» **EXERCISE REQUIREMENTS**: Each of the entries below needs to be given again exactly.
::::
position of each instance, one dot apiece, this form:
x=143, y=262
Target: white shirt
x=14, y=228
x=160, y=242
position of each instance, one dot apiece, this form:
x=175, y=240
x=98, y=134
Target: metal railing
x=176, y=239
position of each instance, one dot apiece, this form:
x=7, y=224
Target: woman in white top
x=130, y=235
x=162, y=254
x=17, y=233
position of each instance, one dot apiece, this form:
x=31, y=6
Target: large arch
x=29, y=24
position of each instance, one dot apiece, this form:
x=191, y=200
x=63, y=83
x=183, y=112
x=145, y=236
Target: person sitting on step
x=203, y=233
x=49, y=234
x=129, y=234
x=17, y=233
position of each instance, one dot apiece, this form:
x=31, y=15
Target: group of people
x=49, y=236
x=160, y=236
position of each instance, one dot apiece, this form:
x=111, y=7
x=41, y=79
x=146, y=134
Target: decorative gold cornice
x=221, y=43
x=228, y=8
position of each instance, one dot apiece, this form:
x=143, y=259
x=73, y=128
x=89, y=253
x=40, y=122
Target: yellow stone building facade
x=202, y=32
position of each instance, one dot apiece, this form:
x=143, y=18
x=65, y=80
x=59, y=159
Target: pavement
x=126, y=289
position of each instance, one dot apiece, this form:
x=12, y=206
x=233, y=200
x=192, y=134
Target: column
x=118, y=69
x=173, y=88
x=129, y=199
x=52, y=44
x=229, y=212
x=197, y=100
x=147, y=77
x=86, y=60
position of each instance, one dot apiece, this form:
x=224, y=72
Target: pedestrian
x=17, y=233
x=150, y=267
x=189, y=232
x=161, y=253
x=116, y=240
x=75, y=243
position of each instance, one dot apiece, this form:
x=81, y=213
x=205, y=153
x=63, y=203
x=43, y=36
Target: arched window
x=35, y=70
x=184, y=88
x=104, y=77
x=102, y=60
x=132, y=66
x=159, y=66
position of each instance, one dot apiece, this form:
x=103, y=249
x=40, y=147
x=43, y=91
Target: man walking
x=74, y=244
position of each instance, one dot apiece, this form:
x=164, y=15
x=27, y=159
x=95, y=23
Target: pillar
::::
» **WRITTEN RESPONSE**:
position of each instance, one dot apiece, this form:
x=143, y=262
Target: white shirt
x=14, y=228
x=160, y=242
position of each instance, one dot apiece, this form:
x=175, y=240
x=98, y=134
Target: metal railing
x=176, y=239
position of each instance, one dot apiece, this form:
x=7, y=224
Target: woman in white top
x=130, y=235
x=162, y=254
x=17, y=233
position of each instance, one dot apiece, this form:
x=31, y=6
Target: large arch
x=29, y=24
position of each instance, one dot apiece, this form:
x=191, y=200
x=63, y=83
x=183, y=112
x=145, y=236
Target: person sitting on step
x=203, y=233
x=49, y=234
x=129, y=234
x=17, y=233
position of each instance, one dot apiece, this form:
x=31, y=15
Target: group of people
x=49, y=236
x=160, y=236
position of each instance, one dot apiece, this form:
x=111, y=7
x=41, y=79
x=146, y=134
Target: decorative gold cornice
x=221, y=43
x=228, y=8
position of each instance, one dot apiece, this form:
x=143, y=259
x=73, y=128
x=89, y=253
x=40, y=122
Target: yellow stone building facade
x=202, y=32
position of each instance, one dot apiece, this form:
x=143, y=18
x=65, y=80
x=59, y=159
Target: pavement
x=126, y=289
position of each instance, one dot apiece, this form:
x=12, y=206
x=233, y=200
x=192, y=134
Target: column
x=118, y=69
x=173, y=88
x=129, y=199
x=52, y=44
x=229, y=212
x=197, y=100
x=147, y=77
x=86, y=60
position of each instance, one dot apiece, this form:
x=224, y=72
Target: pedestrian
x=17, y=233
x=150, y=267
x=189, y=232
x=161, y=253
x=116, y=240
x=75, y=243
position of each instance, one dot apiece, this form:
x=81, y=213
x=205, y=153
x=63, y=203
x=43, y=36
Target: arched window
x=35, y=70
x=184, y=88
x=104, y=77
x=102, y=60
x=132, y=66
x=159, y=66
position of each instance, one dot apiece, this form:
x=103, y=249
x=40, y=147
x=43, y=91
Target: man walking
x=74, y=244
position of each instance, one dot apiece, this form:
x=164, y=15
x=27, y=159
x=95, y=23
Target: pillar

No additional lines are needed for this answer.